▶ Extracted records
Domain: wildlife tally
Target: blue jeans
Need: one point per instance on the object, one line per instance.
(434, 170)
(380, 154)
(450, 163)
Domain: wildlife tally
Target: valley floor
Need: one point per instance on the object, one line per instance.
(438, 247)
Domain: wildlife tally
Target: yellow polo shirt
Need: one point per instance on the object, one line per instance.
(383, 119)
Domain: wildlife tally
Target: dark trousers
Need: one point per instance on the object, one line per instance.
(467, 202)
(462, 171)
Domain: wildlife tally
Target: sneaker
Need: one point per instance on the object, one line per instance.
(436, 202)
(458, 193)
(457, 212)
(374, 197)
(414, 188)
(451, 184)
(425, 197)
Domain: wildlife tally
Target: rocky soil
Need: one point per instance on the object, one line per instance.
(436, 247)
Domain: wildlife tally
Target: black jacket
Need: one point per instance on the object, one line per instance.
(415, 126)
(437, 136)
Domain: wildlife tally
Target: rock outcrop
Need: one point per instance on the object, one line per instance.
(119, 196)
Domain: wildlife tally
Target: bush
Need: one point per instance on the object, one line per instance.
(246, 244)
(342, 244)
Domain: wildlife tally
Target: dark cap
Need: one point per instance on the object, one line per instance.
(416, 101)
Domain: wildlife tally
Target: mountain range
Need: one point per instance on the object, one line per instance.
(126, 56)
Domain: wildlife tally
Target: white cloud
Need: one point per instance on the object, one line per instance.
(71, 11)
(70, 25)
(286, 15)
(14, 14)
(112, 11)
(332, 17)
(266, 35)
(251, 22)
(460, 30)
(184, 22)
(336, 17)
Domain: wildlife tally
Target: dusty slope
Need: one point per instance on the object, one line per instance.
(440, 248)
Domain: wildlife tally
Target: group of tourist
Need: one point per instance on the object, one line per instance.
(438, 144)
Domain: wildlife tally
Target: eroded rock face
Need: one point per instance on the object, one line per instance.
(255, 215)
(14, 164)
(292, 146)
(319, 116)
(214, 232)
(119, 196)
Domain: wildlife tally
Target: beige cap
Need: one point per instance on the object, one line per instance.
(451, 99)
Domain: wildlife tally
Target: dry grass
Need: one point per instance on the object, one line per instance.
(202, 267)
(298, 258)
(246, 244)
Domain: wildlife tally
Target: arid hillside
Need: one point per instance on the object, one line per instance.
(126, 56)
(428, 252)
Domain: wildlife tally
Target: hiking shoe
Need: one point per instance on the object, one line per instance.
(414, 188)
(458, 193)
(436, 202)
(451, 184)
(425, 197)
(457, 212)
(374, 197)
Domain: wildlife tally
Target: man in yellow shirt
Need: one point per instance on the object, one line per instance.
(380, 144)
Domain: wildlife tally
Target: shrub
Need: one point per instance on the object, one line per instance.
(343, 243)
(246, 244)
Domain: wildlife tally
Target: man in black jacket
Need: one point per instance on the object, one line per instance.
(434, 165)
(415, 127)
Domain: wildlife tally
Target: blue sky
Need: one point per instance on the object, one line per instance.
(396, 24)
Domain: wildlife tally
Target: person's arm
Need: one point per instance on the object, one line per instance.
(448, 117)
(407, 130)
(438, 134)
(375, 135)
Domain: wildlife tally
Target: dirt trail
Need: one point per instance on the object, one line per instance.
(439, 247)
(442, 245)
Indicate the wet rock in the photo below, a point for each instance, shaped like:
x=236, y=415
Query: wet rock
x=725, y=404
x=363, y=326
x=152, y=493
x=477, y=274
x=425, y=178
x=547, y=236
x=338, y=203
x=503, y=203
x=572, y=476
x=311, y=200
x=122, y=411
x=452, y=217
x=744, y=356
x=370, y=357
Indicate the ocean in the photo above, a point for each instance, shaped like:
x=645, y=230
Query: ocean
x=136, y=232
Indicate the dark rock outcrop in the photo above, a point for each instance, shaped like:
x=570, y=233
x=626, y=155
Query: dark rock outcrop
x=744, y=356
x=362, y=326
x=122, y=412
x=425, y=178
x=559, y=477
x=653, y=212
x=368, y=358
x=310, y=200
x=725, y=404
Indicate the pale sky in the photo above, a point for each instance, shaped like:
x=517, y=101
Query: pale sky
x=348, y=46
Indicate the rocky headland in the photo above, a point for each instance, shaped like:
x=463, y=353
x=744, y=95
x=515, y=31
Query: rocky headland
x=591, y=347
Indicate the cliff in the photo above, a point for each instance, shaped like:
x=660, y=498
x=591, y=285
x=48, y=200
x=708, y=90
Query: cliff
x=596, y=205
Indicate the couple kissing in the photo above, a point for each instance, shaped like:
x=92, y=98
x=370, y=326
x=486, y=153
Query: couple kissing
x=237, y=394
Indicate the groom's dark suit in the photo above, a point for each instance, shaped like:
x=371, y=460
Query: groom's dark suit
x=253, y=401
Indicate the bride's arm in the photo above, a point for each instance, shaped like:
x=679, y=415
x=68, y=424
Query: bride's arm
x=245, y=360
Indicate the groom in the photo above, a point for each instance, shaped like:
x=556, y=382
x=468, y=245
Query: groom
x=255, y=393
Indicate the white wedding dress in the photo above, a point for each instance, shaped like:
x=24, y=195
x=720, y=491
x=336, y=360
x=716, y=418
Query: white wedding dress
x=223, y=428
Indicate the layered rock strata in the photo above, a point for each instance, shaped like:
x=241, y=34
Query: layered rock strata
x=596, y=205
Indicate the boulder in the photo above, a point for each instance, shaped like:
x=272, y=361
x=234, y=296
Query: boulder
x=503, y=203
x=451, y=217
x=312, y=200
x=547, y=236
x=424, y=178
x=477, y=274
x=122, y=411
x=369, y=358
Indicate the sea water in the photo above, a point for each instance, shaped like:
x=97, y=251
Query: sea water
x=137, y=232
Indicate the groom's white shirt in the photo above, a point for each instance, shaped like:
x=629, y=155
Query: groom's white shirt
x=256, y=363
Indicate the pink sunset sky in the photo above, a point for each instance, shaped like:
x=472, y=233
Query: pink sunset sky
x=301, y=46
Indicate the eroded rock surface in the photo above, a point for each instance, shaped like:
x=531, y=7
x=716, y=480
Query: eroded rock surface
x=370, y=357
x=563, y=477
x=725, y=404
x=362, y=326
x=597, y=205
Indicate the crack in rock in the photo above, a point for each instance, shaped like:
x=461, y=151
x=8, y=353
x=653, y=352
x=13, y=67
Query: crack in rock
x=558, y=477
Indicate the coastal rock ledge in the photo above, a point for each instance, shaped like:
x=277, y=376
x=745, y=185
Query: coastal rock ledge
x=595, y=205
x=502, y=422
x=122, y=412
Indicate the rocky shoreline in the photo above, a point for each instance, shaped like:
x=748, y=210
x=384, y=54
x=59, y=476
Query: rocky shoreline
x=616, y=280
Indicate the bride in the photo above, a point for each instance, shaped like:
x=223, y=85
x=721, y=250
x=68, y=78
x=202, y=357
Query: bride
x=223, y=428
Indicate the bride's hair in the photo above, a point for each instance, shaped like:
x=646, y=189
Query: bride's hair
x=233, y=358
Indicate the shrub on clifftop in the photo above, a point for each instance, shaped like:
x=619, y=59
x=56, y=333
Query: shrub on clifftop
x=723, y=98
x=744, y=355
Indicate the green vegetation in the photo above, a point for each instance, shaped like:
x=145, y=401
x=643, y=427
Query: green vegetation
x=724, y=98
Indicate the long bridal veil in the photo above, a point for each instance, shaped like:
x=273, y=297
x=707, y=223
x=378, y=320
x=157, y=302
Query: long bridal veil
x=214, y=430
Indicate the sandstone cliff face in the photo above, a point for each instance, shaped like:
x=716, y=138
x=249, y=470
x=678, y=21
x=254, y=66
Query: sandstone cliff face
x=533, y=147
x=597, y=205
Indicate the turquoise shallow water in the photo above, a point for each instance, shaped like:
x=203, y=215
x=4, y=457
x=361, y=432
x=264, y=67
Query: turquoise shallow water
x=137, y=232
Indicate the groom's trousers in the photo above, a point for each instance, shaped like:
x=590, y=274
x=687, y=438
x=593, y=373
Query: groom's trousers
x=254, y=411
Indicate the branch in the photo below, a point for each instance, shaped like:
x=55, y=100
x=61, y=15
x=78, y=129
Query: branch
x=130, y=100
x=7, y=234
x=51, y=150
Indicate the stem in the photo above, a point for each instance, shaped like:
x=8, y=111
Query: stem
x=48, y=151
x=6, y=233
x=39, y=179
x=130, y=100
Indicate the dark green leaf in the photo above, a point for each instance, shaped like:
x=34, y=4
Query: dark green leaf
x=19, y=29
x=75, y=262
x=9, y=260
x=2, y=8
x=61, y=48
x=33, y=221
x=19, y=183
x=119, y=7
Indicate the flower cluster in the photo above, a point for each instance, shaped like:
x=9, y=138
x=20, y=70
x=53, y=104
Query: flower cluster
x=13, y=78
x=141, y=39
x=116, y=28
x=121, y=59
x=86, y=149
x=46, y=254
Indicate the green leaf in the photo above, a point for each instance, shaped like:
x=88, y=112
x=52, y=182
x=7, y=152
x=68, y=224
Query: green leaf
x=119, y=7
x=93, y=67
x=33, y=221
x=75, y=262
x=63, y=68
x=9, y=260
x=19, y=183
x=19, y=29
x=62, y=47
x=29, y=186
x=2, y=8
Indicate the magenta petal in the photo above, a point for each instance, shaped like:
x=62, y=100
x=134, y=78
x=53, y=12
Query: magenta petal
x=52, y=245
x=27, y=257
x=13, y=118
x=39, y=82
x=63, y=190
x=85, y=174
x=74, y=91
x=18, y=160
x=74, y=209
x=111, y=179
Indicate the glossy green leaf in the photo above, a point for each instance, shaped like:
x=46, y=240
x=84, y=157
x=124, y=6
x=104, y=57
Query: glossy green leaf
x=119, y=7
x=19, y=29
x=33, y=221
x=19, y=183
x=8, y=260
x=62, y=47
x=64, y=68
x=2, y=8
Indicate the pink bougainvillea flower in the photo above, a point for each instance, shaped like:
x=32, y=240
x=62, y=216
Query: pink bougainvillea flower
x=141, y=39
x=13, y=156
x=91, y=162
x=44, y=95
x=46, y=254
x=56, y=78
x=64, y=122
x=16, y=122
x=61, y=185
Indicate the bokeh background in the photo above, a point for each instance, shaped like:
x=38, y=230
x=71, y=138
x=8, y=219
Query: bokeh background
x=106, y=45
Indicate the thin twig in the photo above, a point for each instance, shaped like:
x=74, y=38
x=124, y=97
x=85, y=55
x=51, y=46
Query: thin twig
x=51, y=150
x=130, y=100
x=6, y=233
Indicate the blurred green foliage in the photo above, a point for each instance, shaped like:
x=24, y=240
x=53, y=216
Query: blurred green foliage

▶ What the task requires
Give back, exactly as written, the stretch from the line with "Target: rock outcrop" through the line with "Target: mountain range", and no other lines from the records above.

▶ Task output
Target: rock outcrop
Need: one point per instance on the object, one line per instance.
(119, 196)
Domain: wildlife tally
Target: bush
Need: one point per instance on the object, one line per instance.
(246, 244)
(342, 244)
Domain: wildlife tally
Target: dark cap
Need: one point per instance on the object, one line per instance.
(416, 101)
Domain: wildlife tally
Target: mountain range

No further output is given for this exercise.